BEGIN

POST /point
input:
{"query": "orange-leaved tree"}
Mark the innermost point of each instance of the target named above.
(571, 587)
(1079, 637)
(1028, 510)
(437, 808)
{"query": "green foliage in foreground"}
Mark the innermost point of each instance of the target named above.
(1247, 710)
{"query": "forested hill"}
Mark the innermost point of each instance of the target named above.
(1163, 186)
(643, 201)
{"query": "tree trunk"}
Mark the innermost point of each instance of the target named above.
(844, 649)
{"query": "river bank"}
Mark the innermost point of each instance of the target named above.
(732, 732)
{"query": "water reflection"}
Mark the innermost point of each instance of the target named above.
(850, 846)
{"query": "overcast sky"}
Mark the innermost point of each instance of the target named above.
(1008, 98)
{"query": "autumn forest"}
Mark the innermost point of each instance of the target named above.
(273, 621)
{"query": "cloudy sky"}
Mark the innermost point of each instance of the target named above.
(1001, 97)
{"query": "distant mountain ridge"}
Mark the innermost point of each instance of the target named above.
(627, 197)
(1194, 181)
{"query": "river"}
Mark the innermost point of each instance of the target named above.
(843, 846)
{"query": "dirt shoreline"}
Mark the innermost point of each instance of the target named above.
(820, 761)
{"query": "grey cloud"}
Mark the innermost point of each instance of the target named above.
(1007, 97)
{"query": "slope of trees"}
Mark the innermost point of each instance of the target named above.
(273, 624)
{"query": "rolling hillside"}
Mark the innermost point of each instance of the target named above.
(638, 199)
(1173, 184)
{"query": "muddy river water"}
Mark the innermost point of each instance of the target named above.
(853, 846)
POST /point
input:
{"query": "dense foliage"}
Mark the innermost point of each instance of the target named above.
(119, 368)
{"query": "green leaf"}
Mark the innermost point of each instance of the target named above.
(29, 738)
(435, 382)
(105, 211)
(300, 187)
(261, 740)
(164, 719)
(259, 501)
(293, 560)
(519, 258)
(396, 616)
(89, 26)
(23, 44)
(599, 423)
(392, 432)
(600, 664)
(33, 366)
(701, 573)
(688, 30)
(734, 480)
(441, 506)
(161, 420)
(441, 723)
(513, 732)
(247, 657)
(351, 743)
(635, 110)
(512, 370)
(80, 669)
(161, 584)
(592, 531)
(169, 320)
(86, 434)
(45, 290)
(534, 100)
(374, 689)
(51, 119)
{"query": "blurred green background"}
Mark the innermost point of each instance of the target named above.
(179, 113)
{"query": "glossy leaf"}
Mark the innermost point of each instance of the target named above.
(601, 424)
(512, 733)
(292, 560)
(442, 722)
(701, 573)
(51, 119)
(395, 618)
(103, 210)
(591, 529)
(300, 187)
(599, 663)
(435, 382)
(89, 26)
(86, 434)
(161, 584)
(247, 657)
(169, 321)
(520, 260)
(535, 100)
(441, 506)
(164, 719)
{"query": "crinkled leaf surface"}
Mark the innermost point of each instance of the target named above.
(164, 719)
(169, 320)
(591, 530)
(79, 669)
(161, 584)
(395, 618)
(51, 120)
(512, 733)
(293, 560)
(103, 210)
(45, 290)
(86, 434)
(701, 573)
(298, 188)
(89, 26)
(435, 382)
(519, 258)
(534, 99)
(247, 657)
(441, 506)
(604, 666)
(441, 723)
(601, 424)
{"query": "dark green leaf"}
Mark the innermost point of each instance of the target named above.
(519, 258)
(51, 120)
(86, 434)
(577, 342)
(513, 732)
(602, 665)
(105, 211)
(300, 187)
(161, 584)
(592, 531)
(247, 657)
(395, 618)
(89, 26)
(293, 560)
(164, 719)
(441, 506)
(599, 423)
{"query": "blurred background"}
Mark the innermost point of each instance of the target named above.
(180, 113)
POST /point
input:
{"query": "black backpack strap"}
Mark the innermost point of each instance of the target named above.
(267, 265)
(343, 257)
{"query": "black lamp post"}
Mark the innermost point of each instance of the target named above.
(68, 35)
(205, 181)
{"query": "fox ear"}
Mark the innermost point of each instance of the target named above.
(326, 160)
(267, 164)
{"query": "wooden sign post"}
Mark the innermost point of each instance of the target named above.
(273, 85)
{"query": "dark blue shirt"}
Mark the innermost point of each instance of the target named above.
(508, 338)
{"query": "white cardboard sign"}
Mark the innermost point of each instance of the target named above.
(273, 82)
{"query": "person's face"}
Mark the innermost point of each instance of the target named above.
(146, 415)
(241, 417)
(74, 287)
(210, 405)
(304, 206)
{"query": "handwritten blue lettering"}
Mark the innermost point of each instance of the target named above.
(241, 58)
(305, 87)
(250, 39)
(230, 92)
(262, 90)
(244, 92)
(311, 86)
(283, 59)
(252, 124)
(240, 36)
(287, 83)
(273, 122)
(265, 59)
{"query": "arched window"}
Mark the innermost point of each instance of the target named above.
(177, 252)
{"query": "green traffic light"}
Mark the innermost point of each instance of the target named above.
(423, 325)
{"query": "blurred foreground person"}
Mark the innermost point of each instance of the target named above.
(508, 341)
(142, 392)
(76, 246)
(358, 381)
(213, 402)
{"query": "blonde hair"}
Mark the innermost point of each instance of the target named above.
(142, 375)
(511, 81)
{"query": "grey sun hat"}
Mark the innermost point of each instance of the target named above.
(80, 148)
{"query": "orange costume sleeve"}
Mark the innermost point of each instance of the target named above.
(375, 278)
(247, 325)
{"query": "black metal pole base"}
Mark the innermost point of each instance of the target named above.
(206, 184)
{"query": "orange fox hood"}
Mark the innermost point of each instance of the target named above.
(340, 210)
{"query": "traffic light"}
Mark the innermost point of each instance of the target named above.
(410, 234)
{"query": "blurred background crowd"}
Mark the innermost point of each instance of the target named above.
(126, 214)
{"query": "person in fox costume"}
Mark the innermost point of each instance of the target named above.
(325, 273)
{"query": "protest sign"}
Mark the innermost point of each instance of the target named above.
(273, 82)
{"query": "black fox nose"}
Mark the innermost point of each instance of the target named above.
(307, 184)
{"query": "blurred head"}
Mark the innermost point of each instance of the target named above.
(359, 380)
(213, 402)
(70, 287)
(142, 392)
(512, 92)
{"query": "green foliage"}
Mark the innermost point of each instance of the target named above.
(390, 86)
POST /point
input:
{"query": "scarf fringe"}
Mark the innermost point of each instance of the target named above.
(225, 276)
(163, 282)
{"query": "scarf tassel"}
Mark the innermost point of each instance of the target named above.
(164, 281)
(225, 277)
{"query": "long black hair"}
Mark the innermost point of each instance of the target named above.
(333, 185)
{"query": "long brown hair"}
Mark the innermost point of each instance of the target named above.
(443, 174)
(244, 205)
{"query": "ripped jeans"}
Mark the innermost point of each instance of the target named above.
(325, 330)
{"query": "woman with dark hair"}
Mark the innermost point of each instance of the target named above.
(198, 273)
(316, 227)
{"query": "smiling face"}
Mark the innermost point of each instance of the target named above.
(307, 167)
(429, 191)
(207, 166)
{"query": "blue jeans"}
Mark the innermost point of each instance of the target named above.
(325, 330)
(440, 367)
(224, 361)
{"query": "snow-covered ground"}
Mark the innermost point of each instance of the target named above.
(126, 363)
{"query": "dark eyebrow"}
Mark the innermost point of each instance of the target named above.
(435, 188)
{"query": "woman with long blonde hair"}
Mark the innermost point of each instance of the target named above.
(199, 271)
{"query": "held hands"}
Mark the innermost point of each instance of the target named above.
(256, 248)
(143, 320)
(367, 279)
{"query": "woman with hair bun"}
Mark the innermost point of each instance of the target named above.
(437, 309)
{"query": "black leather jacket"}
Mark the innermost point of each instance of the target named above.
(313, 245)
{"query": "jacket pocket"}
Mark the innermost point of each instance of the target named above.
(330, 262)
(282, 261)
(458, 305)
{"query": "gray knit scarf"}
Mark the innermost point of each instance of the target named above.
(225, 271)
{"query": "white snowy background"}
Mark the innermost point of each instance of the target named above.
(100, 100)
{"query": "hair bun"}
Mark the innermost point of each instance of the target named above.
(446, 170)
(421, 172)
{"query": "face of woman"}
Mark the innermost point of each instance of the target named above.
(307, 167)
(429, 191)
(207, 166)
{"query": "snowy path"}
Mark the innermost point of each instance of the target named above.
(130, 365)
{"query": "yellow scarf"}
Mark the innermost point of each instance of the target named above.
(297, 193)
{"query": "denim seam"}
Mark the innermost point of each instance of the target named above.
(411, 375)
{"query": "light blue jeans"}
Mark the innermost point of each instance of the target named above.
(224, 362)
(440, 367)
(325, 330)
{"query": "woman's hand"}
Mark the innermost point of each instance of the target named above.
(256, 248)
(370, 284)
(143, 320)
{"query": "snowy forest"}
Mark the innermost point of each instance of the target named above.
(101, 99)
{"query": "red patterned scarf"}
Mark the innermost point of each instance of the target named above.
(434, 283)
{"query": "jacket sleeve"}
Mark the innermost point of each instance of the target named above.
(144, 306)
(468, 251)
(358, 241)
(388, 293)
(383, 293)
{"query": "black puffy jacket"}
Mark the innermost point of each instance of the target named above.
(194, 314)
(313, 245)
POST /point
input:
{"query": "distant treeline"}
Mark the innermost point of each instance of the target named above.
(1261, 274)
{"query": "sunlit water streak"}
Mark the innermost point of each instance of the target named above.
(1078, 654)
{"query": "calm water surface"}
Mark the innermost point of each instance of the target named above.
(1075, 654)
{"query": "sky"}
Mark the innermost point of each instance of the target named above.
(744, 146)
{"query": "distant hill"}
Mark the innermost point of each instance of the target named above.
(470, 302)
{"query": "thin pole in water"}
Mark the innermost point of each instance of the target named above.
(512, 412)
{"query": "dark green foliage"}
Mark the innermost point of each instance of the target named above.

END

§ **REQUIREMENTS**: Print the lines from the start of the entries through the line containing "(1247, 710)", with both ends included and every line kept identical to the original.

§ **TASK OUTPUT**:
POST /point
input:
{"query": "orange-leaved tree"}
Mark the innermost point of each instance of the target named above.
(571, 587)
(1079, 637)
(1028, 510)
(437, 808)
{"query": "green foliage in foreground"}
Mark the innermost point of each instance of the target named above.
(1247, 710)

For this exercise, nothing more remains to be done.